• _Stated task 1_
Write out the stretch of the listing from its first line through the line containing "column 61, row 182", keeping every line unchanged.

======== Document text ========

Skip to content
New issue

Have a question about this project? Sign up for a free GitHub account to open an issue and contact its maintainers and the community.

By clicking “Sign up for GitHub”, you agree to our terms of service and privacy statement. We’ll occasionally send you account related emails.

Already on GitHub? Sign in to your account

pre-commit pylint checks are doing too much work #121

Open
jepler opened this issue Mar 23, 2021 · 6 comments
Open

pre-commit pylint checks are doing too much work #121

jepler opened this issue Mar 23, 2021 · 6 comments

Comments

@jepler
Copy link
Member

jepler commented Mar 23, 2021

I noticed that in adafruit_datetime, the pre-commit check could take a long time, especially for the "tests" step. Furthermore, all 4 of my CPU cores were active.

I believe this is because by default, pre-commit

  • assumes that the program accepts filenames on its commandline/argv
  • runs multiple processes in parallel if there are multiple files

Since pylint needs to get a view of all the source files it's checking in order to do proper code duplication checks, we make our own list of files to pylint with find and ignore the positional arguments that are given. But unless we also specify pass_filenames: false pre-commit doesn't know about it and starts invoking the "pylint all files" command once for each file!

This change is one I'm testing locally in adafruit_datetime:

From 10ebce0339182073dc0aabd010f73df00ae348a6 Mon Sep 17 00:00:00 2001
From: Jeff Epler <[email protected]>
Date: Mon, 22 Mar 2021 20:34:25 -0500
Subject: [PATCH] pre-commit: don't do too much work

---
 .pre-commit-config.yaml | 2 ++
 1 file changed, 2 insertions(+)

diff --git a/.pre-commit-config.yaml b/.pre-commit-config.yaml
index cce4c7b..96f0626 100644
--- a/.pre-commit-config.yaml
+++ b/.pre-commit-config.yaml
@@ -32,6 +32,7 @@ repos:
         entry: /usr/bin/env bash -c
         args: ['([[ ! -d "examples" ]] || for example in $(find . -path "./examples/*.py"); do pylint --disable=missing-docstring,invalid-name $example; done)']
         language: system
+        pass_filenames: false
 -   repo: local
     hooks:
     -   id: pylint_tests
@@ -40,3 +41,4 @@ repos:
         entry: /usr/bin/env bash -c
         args: ['([[ ! -d "tests" ]] || for test in $(find . -path "./tests/*.py"); do pylint --disable=missing-docstring $test; done)']
         language: system
+        pass_filenames: false
-- 
2.29.2

If we want to make a change like this we'll have to apply it with adabot to existing repos as well.

@kattni
Copy link
Contributor

kattni commented Mar 23, 2021

@jepler I'm not entirely sure I follow. We're using find to avoid duplicate code checking on examples and tests. That is how we did it, was to force Pylint to run separately on each file in those directories. If you can, please clarify what pass_filenames: false is doing differently.

@jepler
Copy link
Member Author

jepler commented Mar 29, 2021

To better show what I mean, suppose you change the pylint to a "teapot check", which

  • prints "I am a teapot"
  • prints the files that pre-commit believed the hook should run on
  • and then reports an error to pre-commit
diff --git a/.pre-commit-config.yaml b/.pre-commit-config.yaml
index cce4c7b..1b8ebe4 100644
--- a/.pre-commit-config.yaml
+++ b/.pre-commit-config.yaml
@@ -38,5 +38,5 @@ repos: pylint (tests code)

========

• _Stated task 2_
In the thread about pre-commit pylint checks, how many CPU cores does the issue's author say were active during the slow check?

======== Information supplied ========

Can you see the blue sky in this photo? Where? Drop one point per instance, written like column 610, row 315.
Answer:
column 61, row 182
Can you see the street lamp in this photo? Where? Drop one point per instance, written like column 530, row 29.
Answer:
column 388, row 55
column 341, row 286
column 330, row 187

========

• _Written solution 1_
Can you see the blue sky in this photo? Where? Drop one point per instance, written like column 610, row 315.
Answer:
column 61, row 182

• _Written solution 2_
All 4 of the author's CPU cores were active.